# Given information:

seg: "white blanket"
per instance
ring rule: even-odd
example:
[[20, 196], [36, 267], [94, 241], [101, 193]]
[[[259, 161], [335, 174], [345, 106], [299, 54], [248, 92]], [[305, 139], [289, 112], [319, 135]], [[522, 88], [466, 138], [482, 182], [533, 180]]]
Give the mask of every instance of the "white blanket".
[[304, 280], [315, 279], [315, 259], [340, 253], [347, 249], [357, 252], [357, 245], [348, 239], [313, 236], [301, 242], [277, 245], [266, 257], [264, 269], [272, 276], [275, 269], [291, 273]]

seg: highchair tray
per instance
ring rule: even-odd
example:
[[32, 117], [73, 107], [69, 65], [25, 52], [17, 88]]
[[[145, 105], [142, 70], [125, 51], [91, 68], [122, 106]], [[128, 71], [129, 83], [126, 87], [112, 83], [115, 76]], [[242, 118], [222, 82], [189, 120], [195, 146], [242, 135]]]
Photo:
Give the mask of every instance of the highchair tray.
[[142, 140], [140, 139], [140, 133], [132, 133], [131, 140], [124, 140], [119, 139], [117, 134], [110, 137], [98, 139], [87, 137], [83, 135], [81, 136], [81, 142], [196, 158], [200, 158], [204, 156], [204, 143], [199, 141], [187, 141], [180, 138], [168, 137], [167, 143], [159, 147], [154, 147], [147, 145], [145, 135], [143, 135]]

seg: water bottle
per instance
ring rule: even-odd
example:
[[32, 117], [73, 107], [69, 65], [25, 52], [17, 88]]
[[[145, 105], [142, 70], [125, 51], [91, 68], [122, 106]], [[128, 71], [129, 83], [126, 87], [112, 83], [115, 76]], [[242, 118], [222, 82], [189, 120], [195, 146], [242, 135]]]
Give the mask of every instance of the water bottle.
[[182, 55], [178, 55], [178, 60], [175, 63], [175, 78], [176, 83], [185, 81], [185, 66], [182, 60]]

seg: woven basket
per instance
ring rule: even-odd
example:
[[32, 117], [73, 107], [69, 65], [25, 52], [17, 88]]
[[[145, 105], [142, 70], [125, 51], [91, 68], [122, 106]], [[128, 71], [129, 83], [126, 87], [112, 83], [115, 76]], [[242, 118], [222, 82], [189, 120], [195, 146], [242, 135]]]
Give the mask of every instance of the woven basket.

# What you should do:
Select every line of the records that contains the word "highchair", copying each such line. Case counts.

# Answer to the problem:
seg: highchair tray
Give the mask of every instance of the highchair tray.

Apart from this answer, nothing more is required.